PROVIDED RECORDS:
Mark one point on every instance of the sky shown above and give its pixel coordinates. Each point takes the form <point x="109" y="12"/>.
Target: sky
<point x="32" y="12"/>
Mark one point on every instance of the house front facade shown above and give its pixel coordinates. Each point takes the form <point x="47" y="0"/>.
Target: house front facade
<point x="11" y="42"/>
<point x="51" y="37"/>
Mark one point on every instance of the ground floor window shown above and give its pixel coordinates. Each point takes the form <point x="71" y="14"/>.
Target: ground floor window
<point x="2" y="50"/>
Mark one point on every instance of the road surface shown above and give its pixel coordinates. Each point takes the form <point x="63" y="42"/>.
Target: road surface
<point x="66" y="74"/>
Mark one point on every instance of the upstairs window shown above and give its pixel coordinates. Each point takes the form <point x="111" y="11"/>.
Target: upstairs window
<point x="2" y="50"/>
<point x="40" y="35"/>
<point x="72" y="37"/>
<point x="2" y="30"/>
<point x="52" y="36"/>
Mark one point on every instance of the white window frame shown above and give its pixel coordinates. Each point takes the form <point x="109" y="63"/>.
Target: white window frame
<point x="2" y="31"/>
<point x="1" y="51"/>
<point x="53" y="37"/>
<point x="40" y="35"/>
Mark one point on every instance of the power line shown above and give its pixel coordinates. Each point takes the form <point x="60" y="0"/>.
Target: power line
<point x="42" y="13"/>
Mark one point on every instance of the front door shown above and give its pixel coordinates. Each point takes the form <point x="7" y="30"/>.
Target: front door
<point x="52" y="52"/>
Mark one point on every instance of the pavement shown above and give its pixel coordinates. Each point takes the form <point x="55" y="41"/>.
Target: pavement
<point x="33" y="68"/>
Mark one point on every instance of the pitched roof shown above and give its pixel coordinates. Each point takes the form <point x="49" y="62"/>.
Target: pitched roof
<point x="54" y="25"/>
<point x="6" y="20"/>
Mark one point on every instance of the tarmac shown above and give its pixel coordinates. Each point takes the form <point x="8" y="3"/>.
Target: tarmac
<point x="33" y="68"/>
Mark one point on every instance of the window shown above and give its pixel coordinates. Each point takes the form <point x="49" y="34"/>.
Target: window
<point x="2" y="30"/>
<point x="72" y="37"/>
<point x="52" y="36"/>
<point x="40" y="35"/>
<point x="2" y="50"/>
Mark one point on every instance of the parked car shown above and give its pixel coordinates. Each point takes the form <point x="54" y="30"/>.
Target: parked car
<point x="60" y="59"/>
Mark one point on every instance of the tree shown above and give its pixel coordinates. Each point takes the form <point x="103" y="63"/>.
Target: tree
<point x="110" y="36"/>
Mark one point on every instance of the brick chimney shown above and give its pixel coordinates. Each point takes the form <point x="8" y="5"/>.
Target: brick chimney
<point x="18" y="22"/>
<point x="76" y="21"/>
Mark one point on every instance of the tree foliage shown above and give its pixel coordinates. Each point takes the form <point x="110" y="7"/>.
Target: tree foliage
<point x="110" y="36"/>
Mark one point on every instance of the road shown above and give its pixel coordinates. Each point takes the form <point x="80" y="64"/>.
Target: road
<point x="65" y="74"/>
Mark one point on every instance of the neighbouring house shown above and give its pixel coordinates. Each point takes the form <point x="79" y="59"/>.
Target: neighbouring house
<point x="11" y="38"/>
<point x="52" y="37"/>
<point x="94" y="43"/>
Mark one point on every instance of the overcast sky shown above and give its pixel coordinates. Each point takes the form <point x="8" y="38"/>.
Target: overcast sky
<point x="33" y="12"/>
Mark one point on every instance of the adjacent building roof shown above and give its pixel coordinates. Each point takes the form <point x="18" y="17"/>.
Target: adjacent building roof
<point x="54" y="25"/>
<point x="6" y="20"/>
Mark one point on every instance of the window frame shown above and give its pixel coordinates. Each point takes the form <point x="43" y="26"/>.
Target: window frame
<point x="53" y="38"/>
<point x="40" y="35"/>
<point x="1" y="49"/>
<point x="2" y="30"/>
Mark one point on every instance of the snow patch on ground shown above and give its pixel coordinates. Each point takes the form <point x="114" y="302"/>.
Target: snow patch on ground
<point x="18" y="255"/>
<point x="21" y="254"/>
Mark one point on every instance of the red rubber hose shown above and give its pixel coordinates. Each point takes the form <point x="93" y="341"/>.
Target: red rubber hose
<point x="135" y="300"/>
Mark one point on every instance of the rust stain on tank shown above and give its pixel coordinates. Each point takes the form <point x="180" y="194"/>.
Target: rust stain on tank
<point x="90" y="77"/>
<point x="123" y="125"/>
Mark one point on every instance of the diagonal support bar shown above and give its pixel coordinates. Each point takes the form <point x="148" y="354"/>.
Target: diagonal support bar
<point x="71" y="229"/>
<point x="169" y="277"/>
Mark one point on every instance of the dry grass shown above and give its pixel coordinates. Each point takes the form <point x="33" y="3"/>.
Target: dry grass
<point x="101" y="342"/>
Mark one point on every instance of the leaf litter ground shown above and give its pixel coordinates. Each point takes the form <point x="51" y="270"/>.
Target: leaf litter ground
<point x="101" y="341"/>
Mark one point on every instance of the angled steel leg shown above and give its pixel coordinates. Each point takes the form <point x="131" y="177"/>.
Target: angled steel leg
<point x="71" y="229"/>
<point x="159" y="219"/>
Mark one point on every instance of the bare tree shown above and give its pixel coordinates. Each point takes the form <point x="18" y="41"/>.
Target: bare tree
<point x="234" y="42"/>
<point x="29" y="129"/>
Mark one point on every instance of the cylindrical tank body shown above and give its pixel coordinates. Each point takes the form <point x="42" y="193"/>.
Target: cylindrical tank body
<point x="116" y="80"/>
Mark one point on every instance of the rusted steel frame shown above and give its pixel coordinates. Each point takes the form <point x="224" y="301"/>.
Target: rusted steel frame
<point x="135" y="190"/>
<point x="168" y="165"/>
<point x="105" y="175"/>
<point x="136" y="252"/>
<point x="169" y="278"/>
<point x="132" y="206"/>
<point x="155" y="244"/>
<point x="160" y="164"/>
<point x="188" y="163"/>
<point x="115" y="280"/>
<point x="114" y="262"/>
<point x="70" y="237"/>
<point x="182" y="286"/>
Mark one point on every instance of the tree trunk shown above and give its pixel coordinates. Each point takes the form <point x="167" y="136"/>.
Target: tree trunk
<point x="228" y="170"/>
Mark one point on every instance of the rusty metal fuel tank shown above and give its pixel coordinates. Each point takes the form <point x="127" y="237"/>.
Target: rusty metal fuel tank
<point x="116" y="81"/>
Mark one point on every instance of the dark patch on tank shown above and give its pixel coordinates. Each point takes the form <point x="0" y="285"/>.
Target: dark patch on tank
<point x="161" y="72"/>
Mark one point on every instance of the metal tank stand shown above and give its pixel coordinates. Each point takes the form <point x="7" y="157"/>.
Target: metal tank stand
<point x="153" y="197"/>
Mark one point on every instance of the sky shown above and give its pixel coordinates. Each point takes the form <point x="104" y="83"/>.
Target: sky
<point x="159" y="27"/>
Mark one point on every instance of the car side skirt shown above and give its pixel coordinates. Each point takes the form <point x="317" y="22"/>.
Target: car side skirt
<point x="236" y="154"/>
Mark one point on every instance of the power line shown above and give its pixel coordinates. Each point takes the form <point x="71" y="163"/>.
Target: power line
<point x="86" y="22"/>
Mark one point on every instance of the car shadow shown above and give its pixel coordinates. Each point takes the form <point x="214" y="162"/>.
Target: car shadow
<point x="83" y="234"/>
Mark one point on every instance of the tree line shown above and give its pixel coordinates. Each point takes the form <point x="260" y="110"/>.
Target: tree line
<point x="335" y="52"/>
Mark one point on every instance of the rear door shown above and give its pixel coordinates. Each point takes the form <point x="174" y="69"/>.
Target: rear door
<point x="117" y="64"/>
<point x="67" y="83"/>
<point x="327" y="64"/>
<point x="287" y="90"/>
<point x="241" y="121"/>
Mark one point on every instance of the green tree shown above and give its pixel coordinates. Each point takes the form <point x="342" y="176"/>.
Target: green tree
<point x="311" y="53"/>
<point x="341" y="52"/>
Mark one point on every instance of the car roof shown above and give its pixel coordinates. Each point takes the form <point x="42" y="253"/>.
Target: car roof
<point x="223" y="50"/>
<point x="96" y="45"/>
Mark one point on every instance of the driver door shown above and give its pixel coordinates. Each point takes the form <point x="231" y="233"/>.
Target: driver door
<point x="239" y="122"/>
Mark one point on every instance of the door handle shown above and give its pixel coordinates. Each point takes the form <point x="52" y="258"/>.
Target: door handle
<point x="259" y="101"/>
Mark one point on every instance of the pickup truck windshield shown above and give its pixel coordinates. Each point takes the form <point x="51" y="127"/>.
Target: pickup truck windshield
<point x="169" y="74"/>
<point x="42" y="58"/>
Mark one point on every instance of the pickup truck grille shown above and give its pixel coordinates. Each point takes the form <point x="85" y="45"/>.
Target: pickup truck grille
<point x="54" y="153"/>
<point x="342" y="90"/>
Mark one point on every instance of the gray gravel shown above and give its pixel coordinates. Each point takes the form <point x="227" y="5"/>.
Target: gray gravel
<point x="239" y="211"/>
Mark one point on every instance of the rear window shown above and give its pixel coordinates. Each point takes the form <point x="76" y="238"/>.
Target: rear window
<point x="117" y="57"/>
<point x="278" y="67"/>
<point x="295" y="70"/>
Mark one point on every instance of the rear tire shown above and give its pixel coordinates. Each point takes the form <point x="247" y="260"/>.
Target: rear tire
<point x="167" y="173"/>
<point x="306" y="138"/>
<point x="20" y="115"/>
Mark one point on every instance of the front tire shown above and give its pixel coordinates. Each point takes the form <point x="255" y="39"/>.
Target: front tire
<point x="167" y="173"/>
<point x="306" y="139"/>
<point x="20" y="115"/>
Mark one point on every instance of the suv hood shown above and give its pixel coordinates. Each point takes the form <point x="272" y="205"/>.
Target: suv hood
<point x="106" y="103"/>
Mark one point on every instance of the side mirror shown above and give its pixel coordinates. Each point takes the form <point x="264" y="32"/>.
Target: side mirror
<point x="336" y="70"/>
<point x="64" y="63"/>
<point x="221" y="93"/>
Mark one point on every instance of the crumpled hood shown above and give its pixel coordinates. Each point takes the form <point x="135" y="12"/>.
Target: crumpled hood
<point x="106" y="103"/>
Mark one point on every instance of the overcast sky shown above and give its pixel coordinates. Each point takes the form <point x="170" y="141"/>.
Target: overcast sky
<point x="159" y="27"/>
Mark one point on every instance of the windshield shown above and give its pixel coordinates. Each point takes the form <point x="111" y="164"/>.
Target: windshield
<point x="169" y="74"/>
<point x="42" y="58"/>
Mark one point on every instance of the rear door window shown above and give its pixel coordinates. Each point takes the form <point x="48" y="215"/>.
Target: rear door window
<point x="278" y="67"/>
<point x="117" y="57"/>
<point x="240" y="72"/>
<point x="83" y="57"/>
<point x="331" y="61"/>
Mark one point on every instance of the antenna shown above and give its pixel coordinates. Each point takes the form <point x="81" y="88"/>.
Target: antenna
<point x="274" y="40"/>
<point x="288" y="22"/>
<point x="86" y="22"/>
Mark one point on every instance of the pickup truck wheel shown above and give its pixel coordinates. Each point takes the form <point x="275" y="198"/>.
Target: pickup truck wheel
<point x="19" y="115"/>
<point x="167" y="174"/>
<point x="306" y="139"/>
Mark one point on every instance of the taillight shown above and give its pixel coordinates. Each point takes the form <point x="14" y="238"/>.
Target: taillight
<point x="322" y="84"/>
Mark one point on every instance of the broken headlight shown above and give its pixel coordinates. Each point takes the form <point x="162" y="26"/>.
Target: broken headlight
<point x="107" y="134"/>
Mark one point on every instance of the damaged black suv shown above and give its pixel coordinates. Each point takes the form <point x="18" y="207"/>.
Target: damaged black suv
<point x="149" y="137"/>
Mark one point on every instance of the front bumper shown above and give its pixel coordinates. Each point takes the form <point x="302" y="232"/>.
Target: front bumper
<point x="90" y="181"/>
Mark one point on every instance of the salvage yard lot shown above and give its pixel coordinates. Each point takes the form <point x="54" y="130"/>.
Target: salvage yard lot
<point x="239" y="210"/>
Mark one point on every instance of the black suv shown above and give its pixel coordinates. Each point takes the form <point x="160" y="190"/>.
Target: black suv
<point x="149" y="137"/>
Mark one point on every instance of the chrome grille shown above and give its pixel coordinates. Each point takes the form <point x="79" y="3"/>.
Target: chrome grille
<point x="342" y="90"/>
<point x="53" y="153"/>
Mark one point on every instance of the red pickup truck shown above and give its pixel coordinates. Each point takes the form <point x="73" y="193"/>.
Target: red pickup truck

WORK REQUIRED: Lines from the one containing "Mark one point on every instance of the black" through the final line are to be given again verbatim, with nothing before or after.

SOLUTION TO THE PROBLEM:
Mark one point on every instance of the black suv shown above and give its pixel coordinates. Each point takes the form <point x="160" y="190"/>.
Target: black suv
<point x="149" y="137"/>
Mark one point on every instance of the chrome grille shown above and give its pixel coordinates. Each point takes the form <point x="79" y="3"/>.
Target: chrome grille
<point x="342" y="90"/>
<point x="53" y="153"/>
Mark one point on every instance of the red pickup truck shown above and give its pixel coordinates. Each point takes the form <point x="73" y="193"/>.
Target: red pickup truck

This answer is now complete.